:: Required work ::
Rescale the items from their start up to and including the line with "x=194, y=163". Give those lines again, requests included, with every coordinate in the answers multiplied by 2.6 and rounded to a whole number (halves up), leaving the sample points in the requests unchanged and omitting the pictures.

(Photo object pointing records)
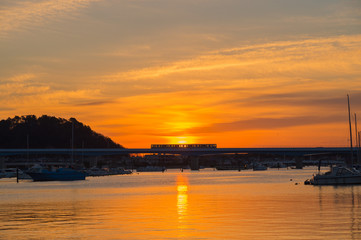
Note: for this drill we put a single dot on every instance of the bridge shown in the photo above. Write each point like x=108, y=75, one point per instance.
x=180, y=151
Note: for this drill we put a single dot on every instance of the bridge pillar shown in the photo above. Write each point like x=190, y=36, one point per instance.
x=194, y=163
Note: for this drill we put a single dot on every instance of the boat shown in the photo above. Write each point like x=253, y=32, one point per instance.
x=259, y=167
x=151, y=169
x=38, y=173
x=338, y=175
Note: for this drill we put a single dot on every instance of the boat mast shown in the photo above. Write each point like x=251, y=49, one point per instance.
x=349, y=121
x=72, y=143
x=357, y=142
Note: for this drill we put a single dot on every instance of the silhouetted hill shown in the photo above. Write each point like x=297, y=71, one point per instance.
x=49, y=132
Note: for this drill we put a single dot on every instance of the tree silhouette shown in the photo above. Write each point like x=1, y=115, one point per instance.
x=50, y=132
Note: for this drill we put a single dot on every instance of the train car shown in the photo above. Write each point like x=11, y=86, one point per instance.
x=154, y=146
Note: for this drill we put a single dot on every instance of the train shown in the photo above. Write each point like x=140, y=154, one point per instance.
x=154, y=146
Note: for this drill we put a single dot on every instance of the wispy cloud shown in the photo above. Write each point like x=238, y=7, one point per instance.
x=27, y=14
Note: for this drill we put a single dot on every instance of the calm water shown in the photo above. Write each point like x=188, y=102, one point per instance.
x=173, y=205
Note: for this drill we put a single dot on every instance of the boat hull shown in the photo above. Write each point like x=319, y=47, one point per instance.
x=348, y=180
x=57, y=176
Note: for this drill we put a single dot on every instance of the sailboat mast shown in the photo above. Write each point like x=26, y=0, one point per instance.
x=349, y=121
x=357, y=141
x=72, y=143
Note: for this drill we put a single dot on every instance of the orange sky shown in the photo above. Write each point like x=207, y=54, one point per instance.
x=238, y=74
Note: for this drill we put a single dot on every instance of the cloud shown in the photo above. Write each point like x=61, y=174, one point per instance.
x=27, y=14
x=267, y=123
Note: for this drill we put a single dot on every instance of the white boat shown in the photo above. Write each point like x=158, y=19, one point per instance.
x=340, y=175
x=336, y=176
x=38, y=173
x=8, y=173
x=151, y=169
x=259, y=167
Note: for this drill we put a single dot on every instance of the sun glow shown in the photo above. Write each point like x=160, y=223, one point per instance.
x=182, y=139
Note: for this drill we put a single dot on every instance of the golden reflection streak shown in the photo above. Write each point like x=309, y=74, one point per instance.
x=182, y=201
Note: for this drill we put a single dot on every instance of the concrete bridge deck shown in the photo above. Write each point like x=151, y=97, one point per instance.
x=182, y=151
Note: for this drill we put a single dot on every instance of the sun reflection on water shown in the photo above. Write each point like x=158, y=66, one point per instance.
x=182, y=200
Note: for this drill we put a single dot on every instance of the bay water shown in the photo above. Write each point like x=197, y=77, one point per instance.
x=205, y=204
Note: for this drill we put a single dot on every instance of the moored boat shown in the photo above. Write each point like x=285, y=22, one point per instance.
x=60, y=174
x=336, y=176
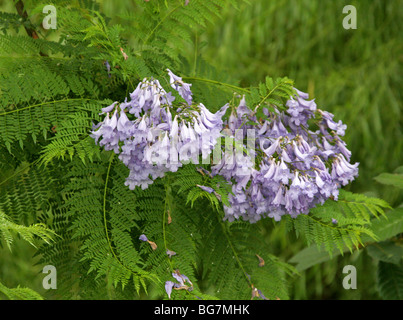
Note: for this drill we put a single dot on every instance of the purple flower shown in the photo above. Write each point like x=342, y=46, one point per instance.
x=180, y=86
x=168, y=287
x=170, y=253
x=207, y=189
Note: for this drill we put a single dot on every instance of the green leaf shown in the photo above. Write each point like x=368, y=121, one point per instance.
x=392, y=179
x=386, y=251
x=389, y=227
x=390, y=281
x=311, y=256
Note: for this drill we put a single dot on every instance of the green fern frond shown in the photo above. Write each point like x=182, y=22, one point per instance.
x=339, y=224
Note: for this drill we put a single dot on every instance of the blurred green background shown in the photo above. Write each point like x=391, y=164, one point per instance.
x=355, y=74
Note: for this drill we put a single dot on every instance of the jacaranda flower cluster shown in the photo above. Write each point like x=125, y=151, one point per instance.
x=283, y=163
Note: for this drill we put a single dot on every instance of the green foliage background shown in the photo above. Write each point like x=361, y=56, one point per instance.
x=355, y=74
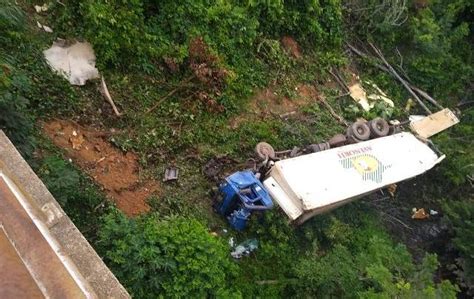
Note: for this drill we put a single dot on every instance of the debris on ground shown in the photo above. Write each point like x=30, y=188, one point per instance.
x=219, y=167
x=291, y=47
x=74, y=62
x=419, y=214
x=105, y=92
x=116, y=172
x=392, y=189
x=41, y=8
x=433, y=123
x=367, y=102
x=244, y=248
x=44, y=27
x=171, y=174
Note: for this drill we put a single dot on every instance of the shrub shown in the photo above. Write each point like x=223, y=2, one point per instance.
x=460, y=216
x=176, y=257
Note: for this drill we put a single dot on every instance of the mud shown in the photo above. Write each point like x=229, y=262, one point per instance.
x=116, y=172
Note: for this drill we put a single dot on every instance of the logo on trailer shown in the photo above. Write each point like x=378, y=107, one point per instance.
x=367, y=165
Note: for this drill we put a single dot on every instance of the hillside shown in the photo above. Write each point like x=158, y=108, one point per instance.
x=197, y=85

:: Result ::
Note: for this drill we put a single dot on every instance of the bridge shown in the photo above. Write each point like x=108, y=75, one point per instance.
x=468, y=393
Note: for this drill we put a single dot on every instance of the bridge pillar shown in the photo above. Write each point like x=190, y=36, one point per instance.
x=504, y=424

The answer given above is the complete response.